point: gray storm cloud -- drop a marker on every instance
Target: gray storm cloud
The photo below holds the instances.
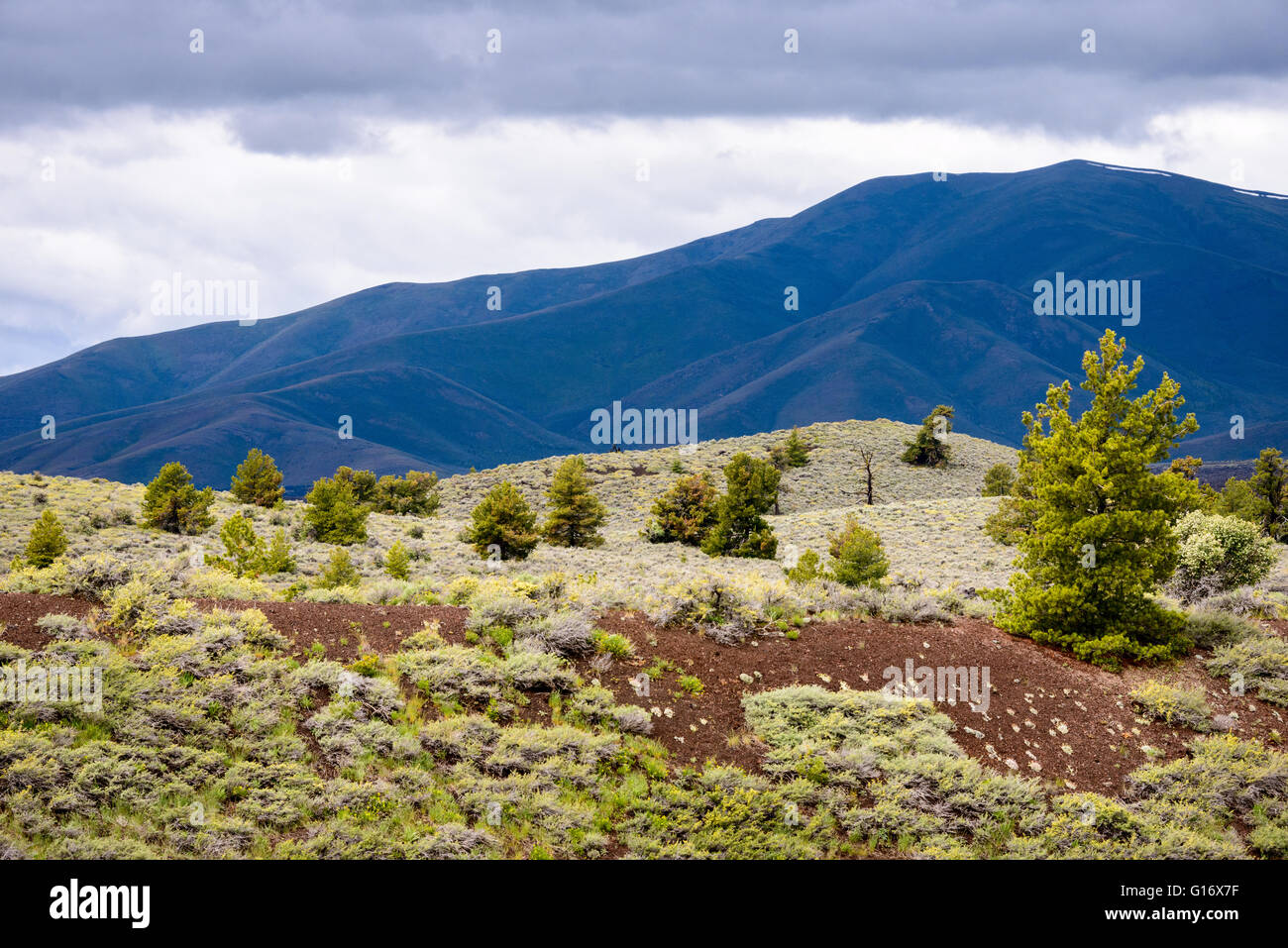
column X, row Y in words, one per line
column 292, row 72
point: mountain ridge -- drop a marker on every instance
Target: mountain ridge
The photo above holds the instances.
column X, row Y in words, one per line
column 912, row 291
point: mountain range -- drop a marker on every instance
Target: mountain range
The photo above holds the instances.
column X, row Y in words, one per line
column 911, row 291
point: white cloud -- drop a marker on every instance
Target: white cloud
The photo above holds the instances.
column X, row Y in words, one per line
column 140, row 194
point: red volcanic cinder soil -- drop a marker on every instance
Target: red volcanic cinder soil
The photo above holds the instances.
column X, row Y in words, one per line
column 1047, row 716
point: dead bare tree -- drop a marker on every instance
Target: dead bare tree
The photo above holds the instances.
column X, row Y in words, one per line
column 868, row 458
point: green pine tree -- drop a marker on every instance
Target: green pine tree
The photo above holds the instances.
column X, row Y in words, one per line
column 277, row 558
column 171, row 502
column 47, row 543
column 413, row 494
column 1099, row 539
column 858, row 558
column 684, row 513
column 928, row 447
column 739, row 527
column 575, row 513
column 245, row 550
column 502, row 519
column 334, row 514
column 258, row 480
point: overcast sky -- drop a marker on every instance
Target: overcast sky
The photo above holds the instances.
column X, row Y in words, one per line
column 321, row 149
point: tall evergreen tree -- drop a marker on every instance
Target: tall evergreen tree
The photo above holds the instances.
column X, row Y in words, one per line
column 47, row 543
column 258, row 480
column 575, row 514
column 1100, row 535
column 684, row 513
column 334, row 515
column 502, row 519
column 171, row 502
column 928, row 447
column 739, row 528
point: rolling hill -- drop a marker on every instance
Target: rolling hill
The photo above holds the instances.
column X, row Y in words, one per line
column 912, row 292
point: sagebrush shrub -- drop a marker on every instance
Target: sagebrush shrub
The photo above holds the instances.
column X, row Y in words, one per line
column 1219, row 554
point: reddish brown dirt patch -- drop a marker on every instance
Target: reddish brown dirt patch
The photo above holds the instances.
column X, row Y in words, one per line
column 20, row 610
column 1041, row 700
column 346, row 630
column 1074, row 721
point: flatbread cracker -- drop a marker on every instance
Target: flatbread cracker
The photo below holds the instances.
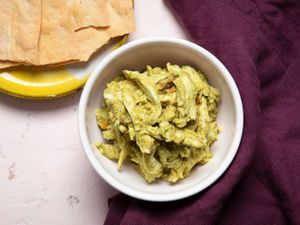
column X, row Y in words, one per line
column 7, row 64
column 20, row 29
column 59, row 42
column 90, row 14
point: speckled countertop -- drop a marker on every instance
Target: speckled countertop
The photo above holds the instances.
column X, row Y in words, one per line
column 45, row 178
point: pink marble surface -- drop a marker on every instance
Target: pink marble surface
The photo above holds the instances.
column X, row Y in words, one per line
column 45, row 177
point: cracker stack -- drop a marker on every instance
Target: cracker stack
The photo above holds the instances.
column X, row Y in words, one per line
column 58, row 32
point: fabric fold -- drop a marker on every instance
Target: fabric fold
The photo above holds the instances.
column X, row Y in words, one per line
column 259, row 43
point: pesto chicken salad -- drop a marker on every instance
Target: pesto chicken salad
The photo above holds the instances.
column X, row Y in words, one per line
column 162, row 120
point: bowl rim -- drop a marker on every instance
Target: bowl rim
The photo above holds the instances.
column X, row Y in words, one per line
column 216, row 174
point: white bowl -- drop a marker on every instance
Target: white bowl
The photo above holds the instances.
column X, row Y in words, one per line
column 157, row 52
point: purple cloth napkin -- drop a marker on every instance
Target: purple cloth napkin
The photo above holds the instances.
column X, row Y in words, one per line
column 259, row 42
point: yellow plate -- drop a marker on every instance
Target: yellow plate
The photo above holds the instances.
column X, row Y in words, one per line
column 48, row 83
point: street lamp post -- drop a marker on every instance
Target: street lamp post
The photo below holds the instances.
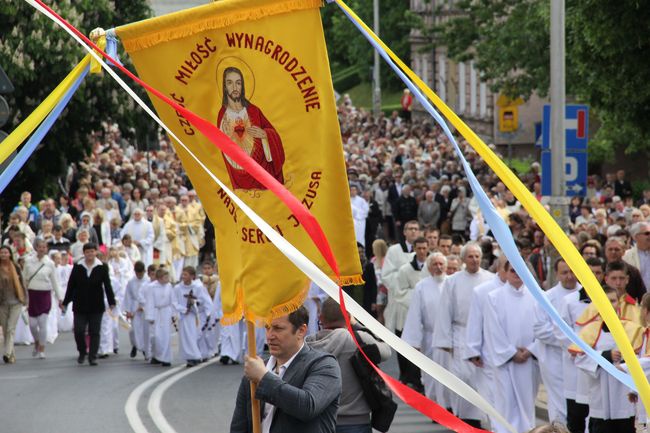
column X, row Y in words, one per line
column 559, row 202
column 376, row 91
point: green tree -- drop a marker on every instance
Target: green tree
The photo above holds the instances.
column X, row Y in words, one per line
column 347, row 47
column 36, row 55
column 607, row 62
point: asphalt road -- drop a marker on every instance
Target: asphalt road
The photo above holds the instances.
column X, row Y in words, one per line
column 127, row 395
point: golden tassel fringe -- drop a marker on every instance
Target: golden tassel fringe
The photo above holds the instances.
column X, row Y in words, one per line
column 144, row 34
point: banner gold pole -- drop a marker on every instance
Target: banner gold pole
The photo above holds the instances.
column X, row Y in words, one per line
column 255, row 404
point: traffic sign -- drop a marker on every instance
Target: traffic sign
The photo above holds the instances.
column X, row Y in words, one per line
column 576, row 124
column 575, row 176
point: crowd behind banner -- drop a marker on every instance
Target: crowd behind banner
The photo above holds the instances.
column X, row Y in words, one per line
column 433, row 273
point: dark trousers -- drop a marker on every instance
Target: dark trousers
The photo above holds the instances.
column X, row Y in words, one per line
column 92, row 321
column 625, row 425
column 409, row 373
column 576, row 416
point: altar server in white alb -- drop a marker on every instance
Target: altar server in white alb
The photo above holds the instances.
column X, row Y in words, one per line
column 398, row 306
column 210, row 320
column 610, row 411
column 134, row 309
column 548, row 347
column 420, row 322
column 509, row 336
column 475, row 347
column 191, row 301
column 451, row 325
column 159, row 311
column 571, row 308
column 360, row 209
column 142, row 234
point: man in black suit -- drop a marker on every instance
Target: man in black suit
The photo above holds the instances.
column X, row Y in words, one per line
column 299, row 387
column 89, row 281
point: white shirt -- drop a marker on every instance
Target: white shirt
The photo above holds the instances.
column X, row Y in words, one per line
column 269, row 409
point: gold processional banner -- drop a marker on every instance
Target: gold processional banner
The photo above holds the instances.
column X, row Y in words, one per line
column 259, row 70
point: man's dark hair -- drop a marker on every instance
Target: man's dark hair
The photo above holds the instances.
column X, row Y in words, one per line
column 139, row 267
column 242, row 97
column 299, row 317
column 190, row 270
column 89, row 246
column 420, row 240
column 590, row 245
column 557, row 263
column 595, row 261
column 617, row 266
column 331, row 312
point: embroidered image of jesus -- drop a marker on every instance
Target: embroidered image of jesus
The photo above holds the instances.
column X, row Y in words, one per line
column 247, row 127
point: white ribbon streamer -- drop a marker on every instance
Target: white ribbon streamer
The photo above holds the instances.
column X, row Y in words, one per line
column 305, row 265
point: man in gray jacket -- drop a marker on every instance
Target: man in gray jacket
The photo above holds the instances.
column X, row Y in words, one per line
column 354, row 412
column 299, row 387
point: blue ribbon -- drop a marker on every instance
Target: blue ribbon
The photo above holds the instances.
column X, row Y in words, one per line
column 499, row 228
column 21, row 158
column 111, row 45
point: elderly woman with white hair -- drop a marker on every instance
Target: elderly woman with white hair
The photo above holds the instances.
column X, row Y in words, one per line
column 142, row 234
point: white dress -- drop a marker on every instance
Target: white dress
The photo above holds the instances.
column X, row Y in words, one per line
column 418, row 332
column 160, row 309
column 508, row 325
column 189, row 328
column 451, row 329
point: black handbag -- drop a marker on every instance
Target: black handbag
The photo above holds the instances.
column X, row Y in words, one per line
column 377, row 394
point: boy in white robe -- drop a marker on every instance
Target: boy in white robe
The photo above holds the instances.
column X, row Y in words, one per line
column 475, row 336
column 109, row 321
column 191, row 299
column 134, row 309
column 142, row 235
column 143, row 298
column 509, row 336
column 609, row 408
column 232, row 343
column 210, row 320
column 397, row 309
column 63, row 270
column 451, row 325
column 420, row 322
column 548, row 348
column 159, row 312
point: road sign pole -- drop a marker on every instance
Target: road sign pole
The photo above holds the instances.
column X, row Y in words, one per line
column 376, row 90
column 559, row 202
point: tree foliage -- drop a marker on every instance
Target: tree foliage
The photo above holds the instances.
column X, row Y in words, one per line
column 347, row 47
column 607, row 57
column 36, row 55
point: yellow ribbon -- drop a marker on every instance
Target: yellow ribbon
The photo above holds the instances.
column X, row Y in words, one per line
column 554, row 233
column 95, row 66
column 24, row 130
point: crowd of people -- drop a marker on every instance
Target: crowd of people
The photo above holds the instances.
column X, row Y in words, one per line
column 434, row 274
column 444, row 285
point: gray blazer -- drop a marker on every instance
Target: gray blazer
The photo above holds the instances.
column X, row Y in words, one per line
column 306, row 399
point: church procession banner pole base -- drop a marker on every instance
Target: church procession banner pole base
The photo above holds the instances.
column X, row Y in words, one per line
column 255, row 404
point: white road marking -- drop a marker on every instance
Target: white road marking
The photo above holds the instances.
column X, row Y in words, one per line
column 18, row 377
column 156, row 397
column 131, row 406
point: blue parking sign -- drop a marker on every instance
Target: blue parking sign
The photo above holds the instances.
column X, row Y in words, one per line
column 575, row 176
column 576, row 123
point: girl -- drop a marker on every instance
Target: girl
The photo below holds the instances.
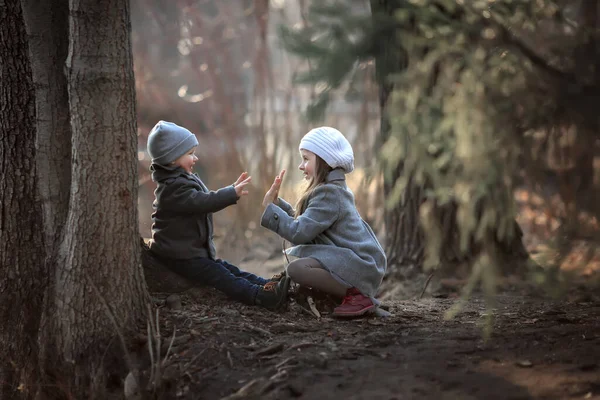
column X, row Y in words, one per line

== EXERCISE AIM ==
If a line above includes the string "robe", pick it out.

== WRITTEN RESPONSE ==
point: boy in white robe -- drop a marker on every instance
Target: boy in white robe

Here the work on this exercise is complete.